Look below for the line holding "TARGET: the camouflage uniform" and the line holding "TARGET: the stowage box". Transcribe exactly those lines and all lines between them, nothing more.

▼▼▼

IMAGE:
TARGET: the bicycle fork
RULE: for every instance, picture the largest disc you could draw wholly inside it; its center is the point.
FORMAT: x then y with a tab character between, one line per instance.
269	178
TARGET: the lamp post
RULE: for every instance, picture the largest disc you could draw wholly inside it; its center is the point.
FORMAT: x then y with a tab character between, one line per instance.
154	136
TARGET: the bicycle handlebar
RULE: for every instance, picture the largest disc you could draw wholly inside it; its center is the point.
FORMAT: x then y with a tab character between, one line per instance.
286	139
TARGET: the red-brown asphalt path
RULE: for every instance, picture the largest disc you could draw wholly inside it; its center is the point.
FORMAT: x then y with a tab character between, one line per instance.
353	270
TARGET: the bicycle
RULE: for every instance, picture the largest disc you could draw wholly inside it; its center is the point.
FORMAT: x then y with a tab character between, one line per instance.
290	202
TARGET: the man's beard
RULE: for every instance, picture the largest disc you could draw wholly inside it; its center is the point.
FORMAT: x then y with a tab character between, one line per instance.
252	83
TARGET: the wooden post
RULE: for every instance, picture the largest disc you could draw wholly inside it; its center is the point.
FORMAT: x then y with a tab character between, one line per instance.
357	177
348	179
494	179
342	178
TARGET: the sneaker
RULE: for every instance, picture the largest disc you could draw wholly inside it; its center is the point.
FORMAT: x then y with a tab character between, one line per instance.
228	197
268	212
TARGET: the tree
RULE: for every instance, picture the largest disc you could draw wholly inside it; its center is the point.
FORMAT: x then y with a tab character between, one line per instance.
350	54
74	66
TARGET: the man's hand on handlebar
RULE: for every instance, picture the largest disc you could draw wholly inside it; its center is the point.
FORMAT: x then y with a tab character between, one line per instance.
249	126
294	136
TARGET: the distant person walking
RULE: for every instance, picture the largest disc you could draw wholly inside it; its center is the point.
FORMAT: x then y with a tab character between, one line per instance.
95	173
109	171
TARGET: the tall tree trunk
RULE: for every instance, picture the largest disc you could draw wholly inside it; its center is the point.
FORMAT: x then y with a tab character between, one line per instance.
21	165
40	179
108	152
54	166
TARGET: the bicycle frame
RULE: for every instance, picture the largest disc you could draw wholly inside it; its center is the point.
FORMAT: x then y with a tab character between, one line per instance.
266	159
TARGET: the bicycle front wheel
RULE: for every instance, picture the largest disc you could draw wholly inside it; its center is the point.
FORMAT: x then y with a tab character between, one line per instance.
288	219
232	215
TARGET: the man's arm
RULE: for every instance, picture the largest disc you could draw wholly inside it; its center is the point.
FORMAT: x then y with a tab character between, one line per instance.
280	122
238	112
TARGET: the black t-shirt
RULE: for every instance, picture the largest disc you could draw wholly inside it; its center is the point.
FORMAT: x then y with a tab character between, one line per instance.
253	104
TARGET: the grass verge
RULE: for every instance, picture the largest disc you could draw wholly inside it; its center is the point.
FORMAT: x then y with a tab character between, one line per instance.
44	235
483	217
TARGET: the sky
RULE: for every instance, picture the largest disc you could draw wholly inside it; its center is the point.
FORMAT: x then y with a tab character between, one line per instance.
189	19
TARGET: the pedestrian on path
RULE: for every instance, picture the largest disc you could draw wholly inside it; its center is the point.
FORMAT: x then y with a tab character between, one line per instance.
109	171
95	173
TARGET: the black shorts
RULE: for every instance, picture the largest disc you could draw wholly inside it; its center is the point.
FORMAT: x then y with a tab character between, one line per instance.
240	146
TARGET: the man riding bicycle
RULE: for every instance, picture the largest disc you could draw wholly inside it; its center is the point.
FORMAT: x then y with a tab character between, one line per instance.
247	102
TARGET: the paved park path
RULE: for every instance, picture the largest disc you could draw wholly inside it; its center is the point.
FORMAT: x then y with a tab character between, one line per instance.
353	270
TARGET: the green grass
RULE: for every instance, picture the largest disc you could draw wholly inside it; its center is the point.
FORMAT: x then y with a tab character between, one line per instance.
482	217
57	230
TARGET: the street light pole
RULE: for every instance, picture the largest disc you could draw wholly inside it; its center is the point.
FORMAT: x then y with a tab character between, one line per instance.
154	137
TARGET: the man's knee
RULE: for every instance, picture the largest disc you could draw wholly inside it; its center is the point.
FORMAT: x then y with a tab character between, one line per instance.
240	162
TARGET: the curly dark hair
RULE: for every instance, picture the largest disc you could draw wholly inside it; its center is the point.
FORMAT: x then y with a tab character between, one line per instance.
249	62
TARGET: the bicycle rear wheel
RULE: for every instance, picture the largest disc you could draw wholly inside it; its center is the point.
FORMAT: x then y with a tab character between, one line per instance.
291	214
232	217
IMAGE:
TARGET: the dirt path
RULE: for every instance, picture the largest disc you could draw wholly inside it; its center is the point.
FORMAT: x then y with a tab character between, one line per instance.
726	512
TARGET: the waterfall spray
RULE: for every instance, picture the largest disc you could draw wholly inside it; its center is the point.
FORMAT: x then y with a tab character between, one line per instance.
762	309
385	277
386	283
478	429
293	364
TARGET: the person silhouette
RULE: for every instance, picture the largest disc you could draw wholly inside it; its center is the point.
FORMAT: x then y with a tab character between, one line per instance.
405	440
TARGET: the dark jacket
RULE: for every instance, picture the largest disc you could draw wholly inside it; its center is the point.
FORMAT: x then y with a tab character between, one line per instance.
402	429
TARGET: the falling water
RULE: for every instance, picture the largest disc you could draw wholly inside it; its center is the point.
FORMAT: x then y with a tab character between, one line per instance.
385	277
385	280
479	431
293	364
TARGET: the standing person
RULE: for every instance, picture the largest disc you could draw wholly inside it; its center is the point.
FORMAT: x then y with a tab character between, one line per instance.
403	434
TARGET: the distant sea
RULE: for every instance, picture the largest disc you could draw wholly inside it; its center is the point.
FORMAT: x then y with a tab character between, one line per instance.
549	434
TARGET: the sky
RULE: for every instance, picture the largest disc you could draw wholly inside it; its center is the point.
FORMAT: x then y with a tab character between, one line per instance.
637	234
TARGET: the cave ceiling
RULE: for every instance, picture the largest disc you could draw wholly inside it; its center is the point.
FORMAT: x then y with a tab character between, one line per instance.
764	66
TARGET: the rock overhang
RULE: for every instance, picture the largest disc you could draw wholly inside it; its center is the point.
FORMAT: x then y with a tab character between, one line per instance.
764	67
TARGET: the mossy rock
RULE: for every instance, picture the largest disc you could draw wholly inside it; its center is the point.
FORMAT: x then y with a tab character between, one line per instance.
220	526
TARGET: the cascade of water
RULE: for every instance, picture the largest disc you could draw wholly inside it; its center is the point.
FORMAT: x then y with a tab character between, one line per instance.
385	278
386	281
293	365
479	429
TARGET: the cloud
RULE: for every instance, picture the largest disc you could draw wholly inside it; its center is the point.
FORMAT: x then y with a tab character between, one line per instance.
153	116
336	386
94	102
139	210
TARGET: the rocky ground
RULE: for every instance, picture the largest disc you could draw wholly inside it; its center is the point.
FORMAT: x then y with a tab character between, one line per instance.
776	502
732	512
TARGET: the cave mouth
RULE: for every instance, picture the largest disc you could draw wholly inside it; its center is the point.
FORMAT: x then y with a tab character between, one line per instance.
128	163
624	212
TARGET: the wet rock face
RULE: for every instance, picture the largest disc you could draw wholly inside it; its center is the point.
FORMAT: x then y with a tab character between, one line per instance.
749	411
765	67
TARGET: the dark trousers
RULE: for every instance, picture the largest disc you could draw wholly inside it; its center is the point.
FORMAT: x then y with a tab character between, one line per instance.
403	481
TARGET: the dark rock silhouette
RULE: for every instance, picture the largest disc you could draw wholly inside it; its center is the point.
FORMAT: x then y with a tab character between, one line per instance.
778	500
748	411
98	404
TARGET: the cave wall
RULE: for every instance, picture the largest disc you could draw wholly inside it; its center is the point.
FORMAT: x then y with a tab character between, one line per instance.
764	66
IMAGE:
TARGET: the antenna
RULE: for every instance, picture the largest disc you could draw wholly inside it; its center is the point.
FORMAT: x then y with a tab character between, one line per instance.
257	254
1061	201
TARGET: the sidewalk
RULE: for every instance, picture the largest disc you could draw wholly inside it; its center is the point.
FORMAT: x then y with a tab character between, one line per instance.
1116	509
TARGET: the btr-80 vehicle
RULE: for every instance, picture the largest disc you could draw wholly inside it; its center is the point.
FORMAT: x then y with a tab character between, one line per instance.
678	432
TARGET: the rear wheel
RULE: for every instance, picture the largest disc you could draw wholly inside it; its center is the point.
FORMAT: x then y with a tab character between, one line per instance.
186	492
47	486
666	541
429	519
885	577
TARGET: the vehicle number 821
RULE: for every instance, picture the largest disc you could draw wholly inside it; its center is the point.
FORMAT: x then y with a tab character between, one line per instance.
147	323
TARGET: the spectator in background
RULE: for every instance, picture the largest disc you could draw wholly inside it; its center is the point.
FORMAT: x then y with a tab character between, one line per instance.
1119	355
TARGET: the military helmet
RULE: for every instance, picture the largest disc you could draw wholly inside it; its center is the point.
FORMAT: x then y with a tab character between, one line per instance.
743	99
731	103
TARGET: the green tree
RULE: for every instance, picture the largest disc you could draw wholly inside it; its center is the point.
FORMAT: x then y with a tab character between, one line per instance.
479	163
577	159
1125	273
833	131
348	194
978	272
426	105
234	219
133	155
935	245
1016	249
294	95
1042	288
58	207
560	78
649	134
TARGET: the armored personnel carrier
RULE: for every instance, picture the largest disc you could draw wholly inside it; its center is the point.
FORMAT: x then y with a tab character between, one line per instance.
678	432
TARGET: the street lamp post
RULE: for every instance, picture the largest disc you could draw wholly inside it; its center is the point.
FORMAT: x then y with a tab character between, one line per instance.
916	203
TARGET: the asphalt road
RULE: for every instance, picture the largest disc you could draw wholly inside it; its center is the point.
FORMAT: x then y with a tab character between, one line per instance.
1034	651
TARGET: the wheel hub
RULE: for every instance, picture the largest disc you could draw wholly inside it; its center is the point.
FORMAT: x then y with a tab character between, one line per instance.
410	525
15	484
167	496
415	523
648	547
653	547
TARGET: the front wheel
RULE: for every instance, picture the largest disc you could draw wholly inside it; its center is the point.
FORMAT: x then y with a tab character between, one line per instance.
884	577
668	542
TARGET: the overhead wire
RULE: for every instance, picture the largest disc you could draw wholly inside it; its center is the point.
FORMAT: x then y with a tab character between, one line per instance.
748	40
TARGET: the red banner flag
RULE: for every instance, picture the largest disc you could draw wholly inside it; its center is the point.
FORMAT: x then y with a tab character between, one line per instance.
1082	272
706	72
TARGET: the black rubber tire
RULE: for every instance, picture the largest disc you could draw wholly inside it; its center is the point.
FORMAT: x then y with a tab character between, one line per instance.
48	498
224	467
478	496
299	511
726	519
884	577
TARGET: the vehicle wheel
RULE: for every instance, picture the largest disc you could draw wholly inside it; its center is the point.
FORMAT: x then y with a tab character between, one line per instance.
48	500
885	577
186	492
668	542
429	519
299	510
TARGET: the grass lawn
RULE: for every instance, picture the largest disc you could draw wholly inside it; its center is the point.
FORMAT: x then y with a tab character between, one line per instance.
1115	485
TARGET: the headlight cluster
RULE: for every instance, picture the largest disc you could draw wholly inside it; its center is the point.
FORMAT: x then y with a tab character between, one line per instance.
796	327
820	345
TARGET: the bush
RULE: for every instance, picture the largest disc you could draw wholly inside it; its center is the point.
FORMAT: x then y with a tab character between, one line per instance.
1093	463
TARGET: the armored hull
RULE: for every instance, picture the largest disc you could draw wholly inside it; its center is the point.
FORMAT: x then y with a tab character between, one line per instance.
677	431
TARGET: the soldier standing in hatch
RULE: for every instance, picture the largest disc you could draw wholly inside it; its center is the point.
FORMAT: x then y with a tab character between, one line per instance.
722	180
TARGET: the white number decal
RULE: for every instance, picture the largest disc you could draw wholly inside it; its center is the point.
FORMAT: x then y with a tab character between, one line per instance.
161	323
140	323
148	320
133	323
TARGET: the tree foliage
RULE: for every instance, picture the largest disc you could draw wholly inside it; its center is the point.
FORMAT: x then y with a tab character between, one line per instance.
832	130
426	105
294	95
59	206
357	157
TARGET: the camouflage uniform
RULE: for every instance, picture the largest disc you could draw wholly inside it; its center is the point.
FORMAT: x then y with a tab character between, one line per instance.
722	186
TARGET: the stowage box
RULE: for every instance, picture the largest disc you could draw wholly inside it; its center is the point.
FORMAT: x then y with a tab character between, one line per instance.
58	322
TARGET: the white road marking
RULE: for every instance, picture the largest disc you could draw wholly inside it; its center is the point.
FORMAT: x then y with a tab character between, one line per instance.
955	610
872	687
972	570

▲▲▲

Solution to this exercise:
TARGET: the camouflage uniform
RULE: for every instance, picture the largest disc you could draw wholly inside it; its center is the point.
FORMAT: x then y with a tab character between, one line per instance.
722	186
TARGET: the stowage box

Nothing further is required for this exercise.